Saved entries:

################

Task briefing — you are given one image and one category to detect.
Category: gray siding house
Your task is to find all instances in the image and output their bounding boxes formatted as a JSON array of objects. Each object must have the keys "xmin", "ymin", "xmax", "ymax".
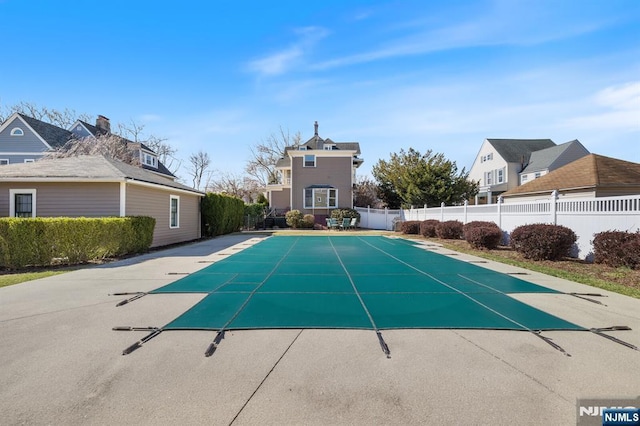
[
  {"xmin": 0, "ymin": 156, "xmax": 204, "ymax": 247},
  {"xmin": 267, "ymin": 121, "xmax": 363, "ymax": 219}
]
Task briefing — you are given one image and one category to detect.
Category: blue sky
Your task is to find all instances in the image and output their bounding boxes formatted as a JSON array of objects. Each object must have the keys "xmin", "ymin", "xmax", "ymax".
[{"xmin": 0, "ymin": 0, "xmax": 640, "ymax": 181}]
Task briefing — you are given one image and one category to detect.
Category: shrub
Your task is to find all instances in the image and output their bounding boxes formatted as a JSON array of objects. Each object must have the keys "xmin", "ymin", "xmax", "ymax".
[
  {"xmin": 593, "ymin": 231, "xmax": 640, "ymax": 269},
  {"xmin": 436, "ymin": 220, "xmax": 463, "ymax": 240},
  {"xmin": 420, "ymin": 219, "xmax": 440, "ymax": 238},
  {"xmin": 510, "ymin": 224, "xmax": 577, "ymax": 260},
  {"xmin": 201, "ymin": 192, "xmax": 244, "ymax": 237},
  {"xmin": 284, "ymin": 210, "xmax": 304, "ymax": 229},
  {"xmin": 462, "ymin": 220, "xmax": 502, "ymax": 249},
  {"xmin": 331, "ymin": 209, "xmax": 360, "ymax": 223},
  {"xmin": 0, "ymin": 216, "xmax": 156, "ymax": 269},
  {"xmin": 300, "ymin": 214, "xmax": 316, "ymax": 228},
  {"xmin": 400, "ymin": 220, "xmax": 420, "ymax": 235}
]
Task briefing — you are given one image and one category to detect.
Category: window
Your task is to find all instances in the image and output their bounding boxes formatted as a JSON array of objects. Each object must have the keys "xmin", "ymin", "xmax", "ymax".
[
  {"xmin": 9, "ymin": 189, "xmax": 36, "ymax": 217},
  {"xmin": 141, "ymin": 152, "xmax": 158, "ymax": 167},
  {"xmin": 169, "ymin": 195, "xmax": 180, "ymax": 228},
  {"xmin": 304, "ymin": 188, "xmax": 338, "ymax": 209},
  {"xmin": 304, "ymin": 155, "xmax": 316, "ymax": 167}
]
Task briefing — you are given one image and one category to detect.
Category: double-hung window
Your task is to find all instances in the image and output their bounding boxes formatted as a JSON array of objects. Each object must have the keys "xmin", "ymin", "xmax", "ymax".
[
  {"xmin": 9, "ymin": 189, "xmax": 36, "ymax": 217},
  {"xmin": 169, "ymin": 195, "xmax": 180, "ymax": 228},
  {"xmin": 304, "ymin": 154, "xmax": 316, "ymax": 167}
]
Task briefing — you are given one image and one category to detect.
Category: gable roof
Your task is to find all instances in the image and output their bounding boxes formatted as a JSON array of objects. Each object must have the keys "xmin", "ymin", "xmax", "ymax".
[
  {"xmin": 16, "ymin": 113, "xmax": 73, "ymax": 148},
  {"xmin": 520, "ymin": 139, "xmax": 589, "ymax": 173},
  {"xmin": 0, "ymin": 155, "xmax": 202, "ymax": 194},
  {"xmin": 502, "ymin": 154, "xmax": 640, "ymax": 197},
  {"xmin": 487, "ymin": 139, "xmax": 556, "ymax": 164}
]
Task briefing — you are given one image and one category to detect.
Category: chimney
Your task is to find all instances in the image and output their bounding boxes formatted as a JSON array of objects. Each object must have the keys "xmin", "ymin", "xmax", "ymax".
[{"xmin": 96, "ymin": 115, "xmax": 111, "ymax": 134}]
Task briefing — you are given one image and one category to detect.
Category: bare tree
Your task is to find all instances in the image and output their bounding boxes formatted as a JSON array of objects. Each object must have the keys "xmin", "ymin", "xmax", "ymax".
[
  {"xmin": 0, "ymin": 101, "xmax": 91, "ymax": 129},
  {"xmin": 189, "ymin": 150, "xmax": 211, "ymax": 190},
  {"xmin": 245, "ymin": 127, "xmax": 302, "ymax": 187},
  {"xmin": 206, "ymin": 173, "xmax": 262, "ymax": 203},
  {"xmin": 45, "ymin": 134, "xmax": 140, "ymax": 166}
]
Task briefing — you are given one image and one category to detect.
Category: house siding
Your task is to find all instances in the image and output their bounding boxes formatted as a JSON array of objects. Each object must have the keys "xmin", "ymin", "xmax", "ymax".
[
  {"xmin": 0, "ymin": 182, "xmax": 120, "ymax": 217},
  {"xmin": 291, "ymin": 155, "xmax": 353, "ymax": 214},
  {"xmin": 125, "ymin": 183, "xmax": 201, "ymax": 247},
  {"xmin": 0, "ymin": 118, "xmax": 48, "ymax": 156}
]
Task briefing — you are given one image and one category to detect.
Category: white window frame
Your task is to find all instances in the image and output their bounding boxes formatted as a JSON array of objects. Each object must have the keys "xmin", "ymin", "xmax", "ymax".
[
  {"xmin": 169, "ymin": 195, "xmax": 180, "ymax": 229},
  {"xmin": 302, "ymin": 188, "xmax": 338, "ymax": 209},
  {"xmin": 302, "ymin": 154, "xmax": 316, "ymax": 167},
  {"xmin": 9, "ymin": 188, "xmax": 37, "ymax": 217}
]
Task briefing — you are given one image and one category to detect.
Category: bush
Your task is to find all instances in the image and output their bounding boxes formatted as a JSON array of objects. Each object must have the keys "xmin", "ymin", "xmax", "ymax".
[
  {"xmin": 201, "ymin": 192, "xmax": 244, "ymax": 237},
  {"xmin": 0, "ymin": 216, "xmax": 156, "ymax": 269},
  {"xmin": 420, "ymin": 219, "xmax": 440, "ymax": 238},
  {"xmin": 301, "ymin": 214, "xmax": 316, "ymax": 229},
  {"xmin": 284, "ymin": 210, "xmax": 304, "ymax": 229},
  {"xmin": 593, "ymin": 231, "xmax": 640, "ymax": 269},
  {"xmin": 400, "ymin": 220, "xmax": 420, "ymax": 235},
  {"xmin": 331, "ymin": 209, "xmax": 360, "ymax": 223},
  {"xmin": 509, "ymin": 224, "xmax": 577, "ymax": 260},
  {"xmin": 436, "ymin": 220, "xmax": 463, "ymax": 240},
  {"xmin": 462, "ymin": 220, "xmax": 502, "ymax": 249}
]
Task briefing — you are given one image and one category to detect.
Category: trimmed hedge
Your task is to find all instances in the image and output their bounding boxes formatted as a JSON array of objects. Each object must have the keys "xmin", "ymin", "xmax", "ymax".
[
  {"xmin": 420, "ymin": 219, "xmax": 440, "ymax": 238},
  {"xmin": 400, "ymin": 220, "xmax": 420, "ymax": 235},
  {"xmin": 331, "ymin": 209, "xmax": 360, "ymax": 223},
  {"xmin": 0, "ymin": 216, "xmax": 156, "ymax": 269},
  {"xmin": 436, "ymin": 220, "xmax": 463, "ymax": 240},
  {"xmin": 462, "ymin": 220, "xmax": 502, "ymax": 249},
  {"xmin": 509, "ymin": 223, "xmax": 578, "ymax": 260},
  {"xmin": 593, "ymin": 231, "xmax": 640, "ymax": 269},
  {"xmin": 284, "ymin": 210, "xmax": 304, "ymax": 229},
  {"xmin": 201, "ymin": 192, "xmax": 244, "ymax": 237}
]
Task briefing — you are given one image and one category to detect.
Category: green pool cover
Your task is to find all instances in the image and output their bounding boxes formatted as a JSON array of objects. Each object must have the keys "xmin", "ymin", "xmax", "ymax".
[{"xmin": 151, "ymin": 236, "xmax": 585, "ymax": 331}]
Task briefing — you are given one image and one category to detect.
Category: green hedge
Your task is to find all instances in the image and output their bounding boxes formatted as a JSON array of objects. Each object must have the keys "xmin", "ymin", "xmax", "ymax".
[
  {"xmin": 0, "ymin": 216, "xmax": 156, "ymax": 269},
  {"xmin": 202, "ymin": 192, "xmax": 244, "ymax": 237}
]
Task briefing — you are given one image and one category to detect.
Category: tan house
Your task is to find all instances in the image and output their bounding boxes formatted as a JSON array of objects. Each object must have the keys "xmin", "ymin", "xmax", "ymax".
[
  {"xmin": 267, "ymin": 121, "xmax": 363, "ymax": 217},
  {"xmin": 502, "ymin": 154, "xmax": 640, "ymax": 203},
  {"xmin": 0, "ymin": 156, "xmax": 204, "ymax": 247}
]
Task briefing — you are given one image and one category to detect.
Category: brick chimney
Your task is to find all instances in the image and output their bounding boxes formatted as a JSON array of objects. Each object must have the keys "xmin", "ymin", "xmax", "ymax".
[{"xmin": 96, "ymin": 115, "xmax": 111, "ymax": 134}]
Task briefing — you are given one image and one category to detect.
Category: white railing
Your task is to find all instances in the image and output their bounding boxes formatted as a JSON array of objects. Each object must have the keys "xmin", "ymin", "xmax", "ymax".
[{"xmin": 357, "ymin": 193, "xmax": 640, "ymax": 259}]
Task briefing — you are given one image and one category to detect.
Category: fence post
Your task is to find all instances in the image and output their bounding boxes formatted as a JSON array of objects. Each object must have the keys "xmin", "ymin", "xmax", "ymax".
[{"xmin": 464, "ymin": 200, "xmax": 469, "ymax": 223}]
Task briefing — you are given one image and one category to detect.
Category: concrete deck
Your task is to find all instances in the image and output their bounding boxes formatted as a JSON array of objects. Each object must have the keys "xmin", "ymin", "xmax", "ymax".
[{"xmin": 0, "ymin": 235, "xmax": 640, "ymax": 425}]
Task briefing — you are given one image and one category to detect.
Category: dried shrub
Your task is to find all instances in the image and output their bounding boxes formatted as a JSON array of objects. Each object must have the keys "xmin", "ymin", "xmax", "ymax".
[
  {"xmin": 510, "ymin": 224, "xmax": 578, "ymax": 260},
  {"xmin": 400, "ymin": 220, "xmax": 420, "ymax": 235},
  {"xmin": 420, "ymin": 219, "xmax": 440, "ymax": 238},
  {"xmin": 462, "ymin": 220, "xmax": 502, "ymax": 249},
  {"xmin": 436, "ymin": 220, "xmax": 463, "ymax": 240},
  {"xmin": 593, "ymin": 231, "xmax": 640, "ymax": 269}
]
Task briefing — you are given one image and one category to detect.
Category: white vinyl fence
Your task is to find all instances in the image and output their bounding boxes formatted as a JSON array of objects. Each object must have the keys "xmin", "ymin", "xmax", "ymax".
[{"xmin": 357, "ymin": 193, "xmax": 640, "ymax": 259}]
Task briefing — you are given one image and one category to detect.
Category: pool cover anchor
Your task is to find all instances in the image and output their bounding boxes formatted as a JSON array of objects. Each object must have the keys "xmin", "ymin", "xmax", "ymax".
[
  {"xmin": 589, "ymin": 325, "xmax": 640, "ymax": 351},
  {"xmin": 529, "ymin": 330, "xmax": 571, "ymax": 357},
  {"xmin": 109, "ymin": 291, "xmax": 149, "ymax": 308},
  {"xmin": 566, "ymin": 293, "xmax": 607, "ymax": 306},
  {"xmin": 204, "ymin": 330, "xmax": 225, "ymax": 358},
  {"xmin": 112, "ymin": 326, "xmax": 162, "ymax": 355},
  {"xmin": 376, "ymin": 330, "xmax": 391, "ymax": 359}
]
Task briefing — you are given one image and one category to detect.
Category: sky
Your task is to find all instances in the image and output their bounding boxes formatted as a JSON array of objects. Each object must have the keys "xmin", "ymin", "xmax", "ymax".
[{"xmin": 0, "ymin": 0, "xmax": 640, "ymax": 185}]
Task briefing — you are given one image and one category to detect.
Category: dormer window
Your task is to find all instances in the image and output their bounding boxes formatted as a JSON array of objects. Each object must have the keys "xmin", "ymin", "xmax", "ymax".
[{"xmin": 141, "ymin": 152, "xmax": 158, "ymax": 167}]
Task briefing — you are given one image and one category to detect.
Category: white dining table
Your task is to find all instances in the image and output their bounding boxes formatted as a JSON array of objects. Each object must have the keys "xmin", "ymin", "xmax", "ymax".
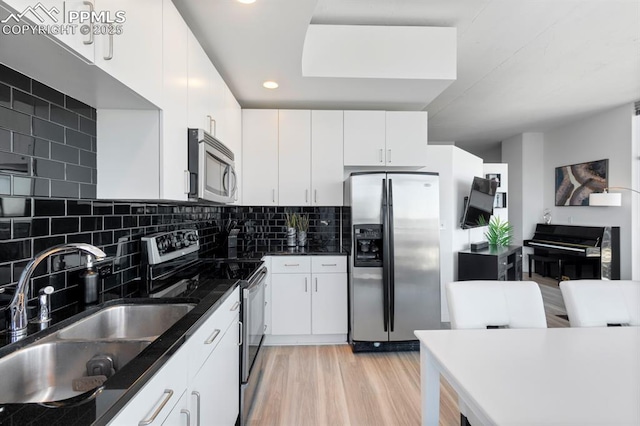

################

TASK TO COMPLETE: Pick out every line of the data above that contains the word "house" and copy each one.

OUTPUT OF THE TASK:
Category: gray siding house
Category: house siding
Category: tan house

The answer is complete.